==== Records for the exercise
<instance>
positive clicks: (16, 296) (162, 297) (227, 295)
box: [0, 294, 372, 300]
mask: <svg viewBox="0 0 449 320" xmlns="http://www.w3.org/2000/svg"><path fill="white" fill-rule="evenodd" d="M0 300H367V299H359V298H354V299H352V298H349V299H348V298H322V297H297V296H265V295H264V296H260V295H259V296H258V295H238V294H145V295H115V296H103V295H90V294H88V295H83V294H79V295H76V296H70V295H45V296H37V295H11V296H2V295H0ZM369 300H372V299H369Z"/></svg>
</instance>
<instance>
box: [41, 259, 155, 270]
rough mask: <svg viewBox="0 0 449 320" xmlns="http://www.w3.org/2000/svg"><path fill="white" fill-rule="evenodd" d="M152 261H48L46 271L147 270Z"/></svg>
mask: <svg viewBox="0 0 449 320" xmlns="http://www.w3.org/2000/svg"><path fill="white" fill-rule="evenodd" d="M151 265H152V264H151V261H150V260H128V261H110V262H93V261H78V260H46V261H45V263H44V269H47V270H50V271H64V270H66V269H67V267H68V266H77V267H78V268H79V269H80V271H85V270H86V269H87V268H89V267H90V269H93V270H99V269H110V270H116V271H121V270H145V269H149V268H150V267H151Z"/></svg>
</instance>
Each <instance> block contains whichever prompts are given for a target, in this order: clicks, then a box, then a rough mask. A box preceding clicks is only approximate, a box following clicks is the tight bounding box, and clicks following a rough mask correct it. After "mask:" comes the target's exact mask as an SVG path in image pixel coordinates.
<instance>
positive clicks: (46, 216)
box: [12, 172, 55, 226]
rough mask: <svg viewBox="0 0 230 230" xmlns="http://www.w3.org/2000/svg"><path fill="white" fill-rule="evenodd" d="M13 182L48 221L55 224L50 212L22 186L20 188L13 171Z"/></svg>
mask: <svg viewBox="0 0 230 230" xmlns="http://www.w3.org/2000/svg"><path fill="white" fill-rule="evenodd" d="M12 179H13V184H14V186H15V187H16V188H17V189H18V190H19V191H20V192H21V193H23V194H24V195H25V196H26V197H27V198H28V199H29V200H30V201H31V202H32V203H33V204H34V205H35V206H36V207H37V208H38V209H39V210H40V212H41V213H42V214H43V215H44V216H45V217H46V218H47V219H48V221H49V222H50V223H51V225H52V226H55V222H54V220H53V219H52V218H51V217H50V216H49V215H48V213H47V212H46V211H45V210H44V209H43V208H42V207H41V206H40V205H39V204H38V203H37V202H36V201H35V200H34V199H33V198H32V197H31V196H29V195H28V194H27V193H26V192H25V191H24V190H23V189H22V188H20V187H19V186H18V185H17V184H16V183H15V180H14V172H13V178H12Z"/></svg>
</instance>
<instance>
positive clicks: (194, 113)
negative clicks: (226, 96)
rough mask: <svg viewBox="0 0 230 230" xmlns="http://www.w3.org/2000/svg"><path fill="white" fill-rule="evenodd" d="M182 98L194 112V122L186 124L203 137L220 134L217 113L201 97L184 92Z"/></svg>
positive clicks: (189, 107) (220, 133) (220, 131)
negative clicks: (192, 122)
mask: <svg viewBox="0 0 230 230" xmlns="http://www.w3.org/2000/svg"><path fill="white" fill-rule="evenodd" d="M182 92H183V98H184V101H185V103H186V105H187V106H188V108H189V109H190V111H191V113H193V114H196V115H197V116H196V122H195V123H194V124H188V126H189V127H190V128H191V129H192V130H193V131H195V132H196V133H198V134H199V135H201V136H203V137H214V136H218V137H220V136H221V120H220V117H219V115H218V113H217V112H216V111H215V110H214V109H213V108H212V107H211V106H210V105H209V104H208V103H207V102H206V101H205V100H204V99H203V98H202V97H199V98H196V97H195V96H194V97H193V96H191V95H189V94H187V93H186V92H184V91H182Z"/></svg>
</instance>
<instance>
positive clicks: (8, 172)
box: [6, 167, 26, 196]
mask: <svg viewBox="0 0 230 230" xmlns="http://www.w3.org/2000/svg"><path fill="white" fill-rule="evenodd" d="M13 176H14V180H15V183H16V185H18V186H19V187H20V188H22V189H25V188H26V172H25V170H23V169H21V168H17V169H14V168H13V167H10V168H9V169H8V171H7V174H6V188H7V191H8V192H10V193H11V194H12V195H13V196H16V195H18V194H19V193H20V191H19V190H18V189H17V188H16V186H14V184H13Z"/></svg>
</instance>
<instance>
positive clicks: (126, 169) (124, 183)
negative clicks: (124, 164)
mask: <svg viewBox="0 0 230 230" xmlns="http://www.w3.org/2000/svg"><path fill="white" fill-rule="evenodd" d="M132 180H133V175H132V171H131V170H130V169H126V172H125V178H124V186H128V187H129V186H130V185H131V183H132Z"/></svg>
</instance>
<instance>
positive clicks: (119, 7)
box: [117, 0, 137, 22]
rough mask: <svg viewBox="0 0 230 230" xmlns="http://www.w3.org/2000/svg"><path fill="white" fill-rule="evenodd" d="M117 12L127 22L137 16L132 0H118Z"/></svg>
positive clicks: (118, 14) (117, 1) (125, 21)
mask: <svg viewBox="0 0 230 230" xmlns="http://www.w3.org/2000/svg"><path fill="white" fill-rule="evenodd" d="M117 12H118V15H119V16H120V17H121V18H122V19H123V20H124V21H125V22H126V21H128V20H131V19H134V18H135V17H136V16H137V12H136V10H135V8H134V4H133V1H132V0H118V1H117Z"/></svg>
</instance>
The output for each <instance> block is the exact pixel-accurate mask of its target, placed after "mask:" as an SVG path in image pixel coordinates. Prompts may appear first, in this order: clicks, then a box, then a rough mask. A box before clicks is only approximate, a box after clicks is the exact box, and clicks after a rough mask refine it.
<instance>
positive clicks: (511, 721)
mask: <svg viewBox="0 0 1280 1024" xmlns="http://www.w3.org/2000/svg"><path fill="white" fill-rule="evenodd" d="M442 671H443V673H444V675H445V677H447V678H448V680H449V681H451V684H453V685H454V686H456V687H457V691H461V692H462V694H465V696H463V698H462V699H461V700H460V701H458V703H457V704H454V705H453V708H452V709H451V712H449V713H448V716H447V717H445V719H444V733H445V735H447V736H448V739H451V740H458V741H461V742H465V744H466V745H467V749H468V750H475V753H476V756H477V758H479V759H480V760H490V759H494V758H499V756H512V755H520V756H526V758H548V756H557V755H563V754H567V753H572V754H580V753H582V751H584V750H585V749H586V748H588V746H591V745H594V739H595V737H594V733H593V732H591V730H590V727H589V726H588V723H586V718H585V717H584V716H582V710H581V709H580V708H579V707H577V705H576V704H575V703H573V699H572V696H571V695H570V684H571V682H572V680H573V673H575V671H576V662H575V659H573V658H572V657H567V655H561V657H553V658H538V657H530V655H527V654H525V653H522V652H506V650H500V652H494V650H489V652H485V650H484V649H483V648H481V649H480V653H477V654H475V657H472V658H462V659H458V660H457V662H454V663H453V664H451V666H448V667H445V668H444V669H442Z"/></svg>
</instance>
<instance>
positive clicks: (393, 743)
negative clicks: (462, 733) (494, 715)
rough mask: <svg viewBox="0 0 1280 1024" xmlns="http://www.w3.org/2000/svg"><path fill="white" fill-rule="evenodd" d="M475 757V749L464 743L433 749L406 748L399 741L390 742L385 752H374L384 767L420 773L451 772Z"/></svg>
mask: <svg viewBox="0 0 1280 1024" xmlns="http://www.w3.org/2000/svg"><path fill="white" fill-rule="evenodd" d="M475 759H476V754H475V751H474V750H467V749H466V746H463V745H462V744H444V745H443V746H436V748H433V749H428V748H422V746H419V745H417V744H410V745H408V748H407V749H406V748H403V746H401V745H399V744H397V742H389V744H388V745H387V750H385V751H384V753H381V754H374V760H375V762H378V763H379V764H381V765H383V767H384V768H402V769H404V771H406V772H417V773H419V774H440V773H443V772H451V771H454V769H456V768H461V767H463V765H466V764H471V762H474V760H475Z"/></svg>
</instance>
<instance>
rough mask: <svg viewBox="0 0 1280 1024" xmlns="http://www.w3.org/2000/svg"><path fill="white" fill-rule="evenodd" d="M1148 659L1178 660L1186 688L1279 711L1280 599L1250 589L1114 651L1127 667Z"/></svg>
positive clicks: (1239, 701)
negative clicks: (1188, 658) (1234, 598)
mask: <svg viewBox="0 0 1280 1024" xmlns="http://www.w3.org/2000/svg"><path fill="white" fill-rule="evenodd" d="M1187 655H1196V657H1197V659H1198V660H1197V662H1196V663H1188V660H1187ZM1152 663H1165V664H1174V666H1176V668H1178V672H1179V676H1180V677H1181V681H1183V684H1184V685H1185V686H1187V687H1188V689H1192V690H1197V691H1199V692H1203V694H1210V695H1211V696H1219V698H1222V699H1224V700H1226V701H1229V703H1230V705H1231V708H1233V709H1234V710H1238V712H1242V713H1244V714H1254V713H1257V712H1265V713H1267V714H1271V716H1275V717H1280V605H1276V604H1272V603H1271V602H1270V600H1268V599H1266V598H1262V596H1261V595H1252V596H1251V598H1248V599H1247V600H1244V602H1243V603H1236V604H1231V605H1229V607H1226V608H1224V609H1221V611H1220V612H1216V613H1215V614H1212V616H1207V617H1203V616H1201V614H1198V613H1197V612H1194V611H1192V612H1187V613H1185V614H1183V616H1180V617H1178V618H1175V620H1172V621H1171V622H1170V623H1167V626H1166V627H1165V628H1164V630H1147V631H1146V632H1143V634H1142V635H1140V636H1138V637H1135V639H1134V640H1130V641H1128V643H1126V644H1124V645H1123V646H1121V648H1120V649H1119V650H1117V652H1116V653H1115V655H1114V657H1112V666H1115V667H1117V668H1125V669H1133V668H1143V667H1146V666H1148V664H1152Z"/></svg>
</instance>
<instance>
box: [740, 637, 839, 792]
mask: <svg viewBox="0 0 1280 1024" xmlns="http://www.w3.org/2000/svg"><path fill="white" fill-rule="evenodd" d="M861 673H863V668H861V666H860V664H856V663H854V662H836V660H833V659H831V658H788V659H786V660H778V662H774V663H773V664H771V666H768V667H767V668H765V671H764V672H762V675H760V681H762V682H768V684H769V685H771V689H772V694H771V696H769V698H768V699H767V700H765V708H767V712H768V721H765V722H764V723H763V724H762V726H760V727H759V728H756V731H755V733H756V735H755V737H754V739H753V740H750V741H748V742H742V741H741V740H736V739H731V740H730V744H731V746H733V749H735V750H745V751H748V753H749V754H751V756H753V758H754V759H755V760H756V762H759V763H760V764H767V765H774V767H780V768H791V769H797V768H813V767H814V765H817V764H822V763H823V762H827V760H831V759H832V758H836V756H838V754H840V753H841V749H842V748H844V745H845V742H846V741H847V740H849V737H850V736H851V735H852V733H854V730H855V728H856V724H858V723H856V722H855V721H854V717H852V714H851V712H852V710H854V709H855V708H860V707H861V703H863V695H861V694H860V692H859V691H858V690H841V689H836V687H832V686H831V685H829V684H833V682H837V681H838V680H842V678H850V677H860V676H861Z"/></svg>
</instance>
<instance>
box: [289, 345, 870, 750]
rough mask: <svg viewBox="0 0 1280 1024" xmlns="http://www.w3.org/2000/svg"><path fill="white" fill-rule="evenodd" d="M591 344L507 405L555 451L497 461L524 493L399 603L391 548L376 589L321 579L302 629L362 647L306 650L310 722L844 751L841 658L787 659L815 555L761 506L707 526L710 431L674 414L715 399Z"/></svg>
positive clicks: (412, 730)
========
### Goal of the exercise
Report each line of the entries above that contains the string "positive", and copy every such line in full. Letter case counts when matching.

### Response
positive clicks: (16, 296) (162, 297) (227, 295)
positive clicks: (46, 216)
positive clicks: (194, 113)
positive clicks: (189, 107) (220, 133) (220, 131)
positive clicks: (8, 172)
positive clicks: (126, 169) (124, 183)
positive clicks: (119, 7)
positive clicks: (118, 14) (117, 1) (125, 21)
positive clicks: (511, 721)
positive clicks: (393, 743)
positive clicks: (1239, 701)
positive clicks: (412, 730)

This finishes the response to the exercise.